# tête de fêtard



## Minelli

Salve a tutti, 

qualcuno può confermarmi  se la traduzione corretta di *tête de fêtard* è "spirito festaiolo"? Il contesto è il seguente: uno studente torna a casa dopo una notte di bagordi in cui ha festeggiato il superamento dell'esame. Viene visto rientrare a casa il mattino successivo piuttosto provato dalla notte (il giovane si è addormentato in un campo dopo essersi ubriacato):

"je vous ai vu passer dans la cour avec* votre tête de fêtard*… Dois-je en déduire que vous avez été reçu?"

Grazie mille 

Minelli


----------



## matoupaschat

Ciao Minelli,
La "tête de fêtard" è l'aspetto tipico della faccia di chi ha i postumi di una sbornia. Adesso puoi trovare come si potrebbe dire in maniera più concisa


----------



## Minelli

Grazie mille!

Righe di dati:
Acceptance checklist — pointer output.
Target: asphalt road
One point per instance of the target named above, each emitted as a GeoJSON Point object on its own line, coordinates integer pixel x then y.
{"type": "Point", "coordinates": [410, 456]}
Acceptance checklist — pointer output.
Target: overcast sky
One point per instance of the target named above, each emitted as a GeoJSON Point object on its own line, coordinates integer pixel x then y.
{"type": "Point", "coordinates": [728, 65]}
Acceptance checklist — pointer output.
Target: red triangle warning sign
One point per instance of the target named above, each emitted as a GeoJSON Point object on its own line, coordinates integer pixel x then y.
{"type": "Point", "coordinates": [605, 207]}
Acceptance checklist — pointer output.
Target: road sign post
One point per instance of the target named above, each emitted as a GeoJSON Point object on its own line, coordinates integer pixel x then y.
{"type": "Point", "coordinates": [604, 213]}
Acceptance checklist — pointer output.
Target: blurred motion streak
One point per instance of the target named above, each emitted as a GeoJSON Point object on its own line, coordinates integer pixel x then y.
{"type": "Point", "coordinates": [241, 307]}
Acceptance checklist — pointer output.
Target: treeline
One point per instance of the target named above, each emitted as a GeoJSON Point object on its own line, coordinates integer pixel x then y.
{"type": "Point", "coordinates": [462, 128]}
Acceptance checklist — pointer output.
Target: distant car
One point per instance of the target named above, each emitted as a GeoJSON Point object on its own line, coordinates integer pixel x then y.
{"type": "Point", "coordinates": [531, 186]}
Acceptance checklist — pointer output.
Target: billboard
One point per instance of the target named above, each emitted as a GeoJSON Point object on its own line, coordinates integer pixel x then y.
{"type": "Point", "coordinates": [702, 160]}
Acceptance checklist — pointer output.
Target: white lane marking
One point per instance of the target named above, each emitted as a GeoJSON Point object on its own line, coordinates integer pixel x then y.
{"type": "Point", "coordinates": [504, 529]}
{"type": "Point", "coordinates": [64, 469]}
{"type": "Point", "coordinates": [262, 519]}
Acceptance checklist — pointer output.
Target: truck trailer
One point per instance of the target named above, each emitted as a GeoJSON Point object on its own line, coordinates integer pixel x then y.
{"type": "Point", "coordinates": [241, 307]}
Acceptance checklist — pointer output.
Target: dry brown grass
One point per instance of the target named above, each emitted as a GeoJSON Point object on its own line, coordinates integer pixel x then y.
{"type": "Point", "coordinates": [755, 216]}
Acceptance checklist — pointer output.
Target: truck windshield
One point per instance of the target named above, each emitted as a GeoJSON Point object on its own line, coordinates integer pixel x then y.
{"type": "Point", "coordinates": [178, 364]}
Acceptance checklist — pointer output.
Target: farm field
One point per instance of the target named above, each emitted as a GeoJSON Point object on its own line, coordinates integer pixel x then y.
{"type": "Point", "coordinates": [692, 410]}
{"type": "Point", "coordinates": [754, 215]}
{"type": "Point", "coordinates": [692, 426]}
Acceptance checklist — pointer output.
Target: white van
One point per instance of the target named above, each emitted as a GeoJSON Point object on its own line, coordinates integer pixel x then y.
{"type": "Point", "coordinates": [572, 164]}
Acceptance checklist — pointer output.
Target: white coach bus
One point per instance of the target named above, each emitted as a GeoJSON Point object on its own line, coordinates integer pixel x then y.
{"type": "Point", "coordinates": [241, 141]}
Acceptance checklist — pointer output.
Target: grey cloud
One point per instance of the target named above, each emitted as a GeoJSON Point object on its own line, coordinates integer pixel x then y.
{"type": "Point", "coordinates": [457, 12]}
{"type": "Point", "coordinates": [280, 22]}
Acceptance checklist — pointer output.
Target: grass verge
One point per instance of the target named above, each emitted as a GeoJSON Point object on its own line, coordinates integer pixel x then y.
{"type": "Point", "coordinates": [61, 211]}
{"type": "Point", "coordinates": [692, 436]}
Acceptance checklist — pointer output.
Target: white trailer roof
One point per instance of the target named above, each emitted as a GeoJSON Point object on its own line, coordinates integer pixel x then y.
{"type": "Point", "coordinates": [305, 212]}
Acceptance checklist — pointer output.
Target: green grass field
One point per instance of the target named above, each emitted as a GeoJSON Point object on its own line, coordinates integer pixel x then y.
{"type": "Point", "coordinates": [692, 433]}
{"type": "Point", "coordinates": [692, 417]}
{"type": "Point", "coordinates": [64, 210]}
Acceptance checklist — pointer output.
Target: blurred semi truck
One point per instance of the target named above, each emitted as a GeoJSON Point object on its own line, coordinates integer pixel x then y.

--

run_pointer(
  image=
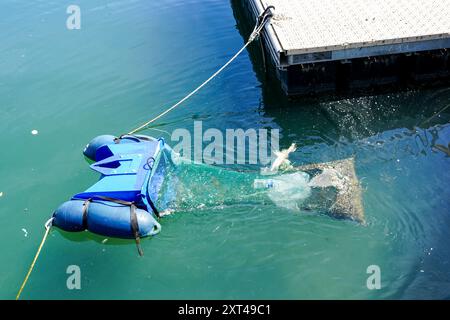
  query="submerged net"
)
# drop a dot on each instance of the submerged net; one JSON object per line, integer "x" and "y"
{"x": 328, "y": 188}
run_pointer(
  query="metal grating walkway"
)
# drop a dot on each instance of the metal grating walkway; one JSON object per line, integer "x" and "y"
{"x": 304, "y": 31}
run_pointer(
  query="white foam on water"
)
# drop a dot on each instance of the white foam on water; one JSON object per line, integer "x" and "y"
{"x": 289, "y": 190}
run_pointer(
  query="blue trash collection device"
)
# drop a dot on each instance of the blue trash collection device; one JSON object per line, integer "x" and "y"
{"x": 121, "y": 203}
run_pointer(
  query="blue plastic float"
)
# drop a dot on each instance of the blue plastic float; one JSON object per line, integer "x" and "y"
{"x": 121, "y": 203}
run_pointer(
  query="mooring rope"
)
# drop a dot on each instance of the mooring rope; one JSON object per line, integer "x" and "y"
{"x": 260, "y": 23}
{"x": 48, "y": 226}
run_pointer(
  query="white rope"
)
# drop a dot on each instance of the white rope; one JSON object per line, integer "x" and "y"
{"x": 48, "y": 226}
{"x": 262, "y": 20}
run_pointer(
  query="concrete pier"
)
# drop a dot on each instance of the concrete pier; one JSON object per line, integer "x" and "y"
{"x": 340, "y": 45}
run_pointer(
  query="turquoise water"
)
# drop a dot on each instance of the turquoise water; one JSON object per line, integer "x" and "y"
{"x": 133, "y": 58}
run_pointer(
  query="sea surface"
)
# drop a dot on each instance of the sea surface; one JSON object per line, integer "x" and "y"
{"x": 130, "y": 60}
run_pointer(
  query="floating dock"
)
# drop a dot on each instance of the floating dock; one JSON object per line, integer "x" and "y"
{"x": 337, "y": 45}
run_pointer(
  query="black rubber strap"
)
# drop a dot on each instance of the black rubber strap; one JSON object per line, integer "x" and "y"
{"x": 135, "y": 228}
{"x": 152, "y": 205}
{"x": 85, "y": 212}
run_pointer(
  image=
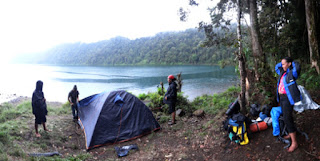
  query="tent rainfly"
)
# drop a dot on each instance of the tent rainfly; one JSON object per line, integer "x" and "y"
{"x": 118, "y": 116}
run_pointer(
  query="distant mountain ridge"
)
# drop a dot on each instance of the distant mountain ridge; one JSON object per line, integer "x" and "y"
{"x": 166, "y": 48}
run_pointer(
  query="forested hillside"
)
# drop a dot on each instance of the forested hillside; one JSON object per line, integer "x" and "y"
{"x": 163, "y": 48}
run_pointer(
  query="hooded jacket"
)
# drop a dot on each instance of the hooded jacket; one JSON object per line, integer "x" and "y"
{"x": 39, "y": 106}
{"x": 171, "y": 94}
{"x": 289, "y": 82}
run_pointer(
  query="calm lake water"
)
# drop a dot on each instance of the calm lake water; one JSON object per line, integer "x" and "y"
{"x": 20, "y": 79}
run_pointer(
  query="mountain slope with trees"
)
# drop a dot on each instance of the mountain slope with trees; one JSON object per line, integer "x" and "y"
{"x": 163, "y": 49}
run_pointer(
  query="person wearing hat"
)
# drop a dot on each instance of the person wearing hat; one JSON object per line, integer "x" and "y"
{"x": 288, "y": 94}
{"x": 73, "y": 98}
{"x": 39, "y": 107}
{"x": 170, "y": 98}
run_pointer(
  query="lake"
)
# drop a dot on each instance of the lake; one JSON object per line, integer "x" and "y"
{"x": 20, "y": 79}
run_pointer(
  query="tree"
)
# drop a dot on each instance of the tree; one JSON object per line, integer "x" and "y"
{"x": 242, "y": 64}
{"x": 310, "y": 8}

==

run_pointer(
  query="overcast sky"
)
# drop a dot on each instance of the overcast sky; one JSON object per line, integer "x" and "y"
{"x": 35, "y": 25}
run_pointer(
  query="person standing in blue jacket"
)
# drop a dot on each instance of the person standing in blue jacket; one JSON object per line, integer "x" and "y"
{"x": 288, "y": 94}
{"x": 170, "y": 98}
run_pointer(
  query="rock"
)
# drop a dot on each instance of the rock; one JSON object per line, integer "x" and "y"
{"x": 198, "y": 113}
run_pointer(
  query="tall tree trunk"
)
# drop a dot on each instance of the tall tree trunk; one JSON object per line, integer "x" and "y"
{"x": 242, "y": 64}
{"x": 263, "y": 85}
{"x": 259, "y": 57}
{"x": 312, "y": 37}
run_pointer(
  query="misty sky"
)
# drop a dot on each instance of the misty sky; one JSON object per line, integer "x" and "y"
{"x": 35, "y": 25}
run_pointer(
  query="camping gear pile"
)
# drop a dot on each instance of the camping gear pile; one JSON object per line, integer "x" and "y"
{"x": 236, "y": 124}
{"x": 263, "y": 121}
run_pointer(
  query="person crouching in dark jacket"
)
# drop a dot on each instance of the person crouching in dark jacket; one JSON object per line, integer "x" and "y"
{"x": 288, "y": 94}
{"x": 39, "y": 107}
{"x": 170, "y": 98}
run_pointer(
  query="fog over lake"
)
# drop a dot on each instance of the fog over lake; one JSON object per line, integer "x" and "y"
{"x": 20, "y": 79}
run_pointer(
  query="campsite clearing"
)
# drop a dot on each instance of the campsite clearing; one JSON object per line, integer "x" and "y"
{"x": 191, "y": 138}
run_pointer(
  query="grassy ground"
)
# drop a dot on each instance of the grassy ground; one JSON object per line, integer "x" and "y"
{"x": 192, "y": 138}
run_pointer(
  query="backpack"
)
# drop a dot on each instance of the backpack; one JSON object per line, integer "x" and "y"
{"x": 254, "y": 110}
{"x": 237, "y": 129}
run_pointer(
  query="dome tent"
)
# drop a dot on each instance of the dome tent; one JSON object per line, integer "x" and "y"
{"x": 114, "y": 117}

## COSA FARE
1. Restituisci il tratto della discussione su "tête de fêtard" che comincia dalle parole "## matoupaschat" e termina dopo "Grazie mille!".
2. Riporta ogni riga che contiene la stringa "field".
Le righe non hanno alcun legame con la discussione.

## SOLUZIONI
1.
## matoupaschat

Ciao Minelli,
La "tête de fêtard" è l'aspetto tipico della faccia di chi ha i postumi di una sbornia. Adesso puoi trovare come si potrebbe dire in maniera più concisa


----------



## Minelli

Grazie mille!

2.
Target: farm field
Target: green grass field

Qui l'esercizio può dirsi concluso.